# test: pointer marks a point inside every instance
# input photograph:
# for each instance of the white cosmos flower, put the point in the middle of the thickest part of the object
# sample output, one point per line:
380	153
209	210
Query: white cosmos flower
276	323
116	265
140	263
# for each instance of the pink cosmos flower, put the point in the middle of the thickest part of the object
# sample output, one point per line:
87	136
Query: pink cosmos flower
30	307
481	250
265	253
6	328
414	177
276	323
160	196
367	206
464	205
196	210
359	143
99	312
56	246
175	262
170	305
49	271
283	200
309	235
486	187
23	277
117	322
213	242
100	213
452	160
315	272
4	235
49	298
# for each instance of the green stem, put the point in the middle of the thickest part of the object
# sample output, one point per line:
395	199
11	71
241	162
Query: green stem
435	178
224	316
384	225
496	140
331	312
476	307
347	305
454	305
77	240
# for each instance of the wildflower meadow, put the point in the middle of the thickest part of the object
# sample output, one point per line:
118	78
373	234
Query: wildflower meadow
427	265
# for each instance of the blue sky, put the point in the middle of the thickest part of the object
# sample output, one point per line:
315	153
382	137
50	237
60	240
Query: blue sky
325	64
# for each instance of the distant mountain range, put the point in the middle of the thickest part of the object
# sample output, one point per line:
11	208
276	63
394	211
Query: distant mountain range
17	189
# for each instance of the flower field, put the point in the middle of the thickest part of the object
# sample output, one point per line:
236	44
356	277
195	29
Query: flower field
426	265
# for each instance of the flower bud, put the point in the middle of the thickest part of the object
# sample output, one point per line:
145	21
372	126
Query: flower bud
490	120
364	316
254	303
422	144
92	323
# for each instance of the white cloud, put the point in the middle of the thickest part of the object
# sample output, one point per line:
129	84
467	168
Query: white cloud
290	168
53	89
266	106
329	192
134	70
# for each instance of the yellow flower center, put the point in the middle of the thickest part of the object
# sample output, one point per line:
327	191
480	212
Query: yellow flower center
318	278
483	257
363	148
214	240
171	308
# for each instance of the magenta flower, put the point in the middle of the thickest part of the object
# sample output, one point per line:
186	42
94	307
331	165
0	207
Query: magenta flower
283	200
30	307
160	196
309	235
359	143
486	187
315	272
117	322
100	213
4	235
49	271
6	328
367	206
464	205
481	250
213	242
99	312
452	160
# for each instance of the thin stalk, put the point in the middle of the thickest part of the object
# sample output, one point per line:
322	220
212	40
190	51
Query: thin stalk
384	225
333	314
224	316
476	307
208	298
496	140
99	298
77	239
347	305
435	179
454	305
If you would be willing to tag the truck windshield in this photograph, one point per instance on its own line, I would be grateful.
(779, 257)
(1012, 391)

*WHAT TO WORK ON*: Rewrite the data above, changing each occurrence of "thickest part" to "widest part" and leaving everything else as it is.

*EXPECTED ANSWER*:
# test: pointer marks a point inside every instance
# input photograph:
# for each instance of the white cosmos flower, put the point in the middle of the widest part of the object
# sample output, one point per line:
380	153
209	210
Query: white cosmos flower
276	323
116	265
140	263
# for each instance of the pink cosmos flower, put the point in the middle of the widest part of the object
# sample output, one point per line:
87	136
Query: pink cosmos flower
30	307
481	250
265	253
6	328
414	177
276	323
160	196
367	206
464	205
196	210
359	143
99	312
56	246
175	262
170	305
49	271
283	200
309	235
486	187
23	277
117	322
213	242
100	213
452	160
315	272
4	235
49	298
# for each instance of the green stem, put the point in the middle of the widest part of the object
# sample output, one point per line:
395	199
11	71
241	162
Query: green stem
435	178
224	316
384	225
496	140
331	312
476	307
347	305
454	305
77	240
# for each instance of the wildflower meadow, put the point in the middle of the widest part of the object
# sample output, one point per line:
118	78
373	234
Query: wildflower meadow
427	265
# for each instance of the blue sky, put the point in the middle of the widest part of the object
# sample output, one point per line:
315	153
382	137
50	237
60	240
Query: blue sky
325	64
# for each instance of the distant mountain range, put the point in the middle of the widest part of the object
# sample output, one point per line:
11	208
276	63
394	211
Query: distant mountain range
17	189
# for each instance of the flower field, put the point in the middle of the widest part of the object
# sample output, one point per line:
236	44
356	277
195	29
Query: flower field
426	265
# for each instance of the flower bud, put the point in the middle of the widest part of the object
# sample output, one point per line:
145	21
372	126
Query: flower bud
490	120
364	316
254	303
422	144
92	323
# for each instance of the white cloud, put the point in the middle of the widest part of the object
# sample output, one point per line:
129	84
467	168
Query: white cloud
290	168
53	89
266	106
329	192
134	70
# for each instance of the yellow flower center, put the point in the middle of the widest part of the object
# sample output, one point per line:
327	191
480	212
Query: yellow flower center
318	278
483	257
363	148
214	240
171	308
# for each instance of the magenta flower, put the point in the middle of the widest part of the object
# sample output, one point per line:
186	42
94	307
331	165
0	207
Query: magenta flower
283	200
30	307
160	196
309	235
359	143
486	187
315	272
117	322
100	213
4	235
49	271
6	328
367	206
464	205
481	250
213	242
99	312
452	160
# for each instance of the thin stalk, put the point in the middle of the widest part of the object
# sample output, one point per line:
322	220
212	40
190	51
Query: thin stalk
384	225
333	314
224	316
476	307
208	298
496	140
99	298
77	239
347	305
435	179
454	305
If you would be willing to tag the truck windshield in this photograph, one point per instance on its own line, I would be grateful.
(779, 257)
(1012, 391)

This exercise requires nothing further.